● PROBLEM DESCRIPTION
Please pull out every line of the rows below that contains the word "mark". Case counts.

>> begin DATA PROVIDED

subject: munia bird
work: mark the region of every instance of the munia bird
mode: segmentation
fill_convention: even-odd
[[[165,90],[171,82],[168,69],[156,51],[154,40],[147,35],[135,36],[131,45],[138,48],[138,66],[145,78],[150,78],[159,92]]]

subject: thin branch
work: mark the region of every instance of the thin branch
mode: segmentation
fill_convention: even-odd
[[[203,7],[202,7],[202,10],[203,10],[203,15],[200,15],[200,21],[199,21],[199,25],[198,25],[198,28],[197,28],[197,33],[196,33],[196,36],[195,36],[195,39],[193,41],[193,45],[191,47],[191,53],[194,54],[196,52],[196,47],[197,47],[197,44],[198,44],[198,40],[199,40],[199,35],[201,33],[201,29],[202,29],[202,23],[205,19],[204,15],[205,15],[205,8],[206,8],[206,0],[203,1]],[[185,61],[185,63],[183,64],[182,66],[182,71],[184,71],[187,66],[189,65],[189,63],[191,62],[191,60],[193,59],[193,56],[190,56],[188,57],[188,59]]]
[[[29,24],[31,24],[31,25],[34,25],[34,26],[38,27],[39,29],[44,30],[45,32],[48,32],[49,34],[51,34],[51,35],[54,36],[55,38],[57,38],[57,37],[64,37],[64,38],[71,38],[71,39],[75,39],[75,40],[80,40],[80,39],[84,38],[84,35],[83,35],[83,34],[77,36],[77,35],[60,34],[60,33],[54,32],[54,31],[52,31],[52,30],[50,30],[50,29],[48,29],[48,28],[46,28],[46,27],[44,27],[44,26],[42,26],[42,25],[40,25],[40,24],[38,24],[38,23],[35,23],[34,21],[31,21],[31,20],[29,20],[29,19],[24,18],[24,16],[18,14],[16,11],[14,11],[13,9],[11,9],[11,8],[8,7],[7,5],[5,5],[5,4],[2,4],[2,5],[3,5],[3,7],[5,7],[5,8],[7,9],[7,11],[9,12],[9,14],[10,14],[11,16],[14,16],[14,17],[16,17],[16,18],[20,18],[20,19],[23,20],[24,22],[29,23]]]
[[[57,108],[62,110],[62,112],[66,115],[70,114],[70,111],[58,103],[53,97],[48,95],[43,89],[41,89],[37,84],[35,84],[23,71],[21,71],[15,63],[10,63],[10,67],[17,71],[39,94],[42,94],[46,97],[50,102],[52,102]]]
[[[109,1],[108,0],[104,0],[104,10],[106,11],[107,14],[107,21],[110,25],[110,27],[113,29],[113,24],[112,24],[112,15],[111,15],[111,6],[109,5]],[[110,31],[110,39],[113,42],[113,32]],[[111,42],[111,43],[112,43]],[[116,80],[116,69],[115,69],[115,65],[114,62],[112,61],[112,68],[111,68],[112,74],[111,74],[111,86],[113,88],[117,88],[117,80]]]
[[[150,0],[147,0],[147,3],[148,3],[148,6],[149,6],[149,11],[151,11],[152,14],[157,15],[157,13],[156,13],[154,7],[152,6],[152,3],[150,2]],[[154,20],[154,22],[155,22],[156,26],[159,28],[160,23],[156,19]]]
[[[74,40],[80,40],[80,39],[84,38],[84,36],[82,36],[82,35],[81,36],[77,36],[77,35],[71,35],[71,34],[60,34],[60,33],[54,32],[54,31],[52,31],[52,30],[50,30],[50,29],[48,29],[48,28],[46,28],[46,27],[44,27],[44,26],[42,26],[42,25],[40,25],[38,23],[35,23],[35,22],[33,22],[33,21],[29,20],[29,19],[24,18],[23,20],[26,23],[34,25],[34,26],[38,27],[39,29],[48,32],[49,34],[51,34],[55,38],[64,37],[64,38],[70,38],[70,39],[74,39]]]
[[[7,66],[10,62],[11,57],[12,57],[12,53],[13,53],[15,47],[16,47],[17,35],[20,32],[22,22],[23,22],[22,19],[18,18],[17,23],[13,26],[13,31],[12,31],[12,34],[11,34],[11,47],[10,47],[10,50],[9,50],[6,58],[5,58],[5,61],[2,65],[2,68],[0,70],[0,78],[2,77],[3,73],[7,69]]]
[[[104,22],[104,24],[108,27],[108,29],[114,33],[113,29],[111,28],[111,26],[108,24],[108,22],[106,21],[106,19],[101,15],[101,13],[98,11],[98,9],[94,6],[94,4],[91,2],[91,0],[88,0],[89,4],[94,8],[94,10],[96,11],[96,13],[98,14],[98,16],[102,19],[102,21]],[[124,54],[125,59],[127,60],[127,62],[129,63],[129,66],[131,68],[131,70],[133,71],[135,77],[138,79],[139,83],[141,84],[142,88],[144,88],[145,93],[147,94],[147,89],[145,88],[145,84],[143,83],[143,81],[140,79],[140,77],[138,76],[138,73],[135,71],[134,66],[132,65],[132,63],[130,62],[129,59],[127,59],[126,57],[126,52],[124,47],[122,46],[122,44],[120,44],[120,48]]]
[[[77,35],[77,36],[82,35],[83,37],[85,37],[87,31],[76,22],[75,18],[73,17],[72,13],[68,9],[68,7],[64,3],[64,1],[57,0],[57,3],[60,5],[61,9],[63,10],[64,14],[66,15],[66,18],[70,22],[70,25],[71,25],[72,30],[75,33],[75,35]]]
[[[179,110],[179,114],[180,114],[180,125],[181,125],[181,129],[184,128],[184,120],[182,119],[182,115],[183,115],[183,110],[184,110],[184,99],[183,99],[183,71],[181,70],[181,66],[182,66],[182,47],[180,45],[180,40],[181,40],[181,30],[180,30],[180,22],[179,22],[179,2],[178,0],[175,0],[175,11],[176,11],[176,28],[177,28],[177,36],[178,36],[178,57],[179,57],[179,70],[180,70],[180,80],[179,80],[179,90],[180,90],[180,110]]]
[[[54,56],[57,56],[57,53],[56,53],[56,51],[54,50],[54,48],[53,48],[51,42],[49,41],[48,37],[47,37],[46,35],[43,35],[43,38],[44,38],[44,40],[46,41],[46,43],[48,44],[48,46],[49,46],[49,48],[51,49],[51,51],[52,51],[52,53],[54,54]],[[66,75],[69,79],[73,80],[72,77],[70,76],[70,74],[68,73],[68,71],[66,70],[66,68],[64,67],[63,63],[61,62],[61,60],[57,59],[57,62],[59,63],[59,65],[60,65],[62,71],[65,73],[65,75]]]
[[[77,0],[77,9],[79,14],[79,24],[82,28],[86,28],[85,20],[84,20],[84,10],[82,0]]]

>> end DATA PROVIDED

● ANSWER TO THE TASK
work: mark the region of every instance of the munia bird
work: mark the region of every instance of the thin branch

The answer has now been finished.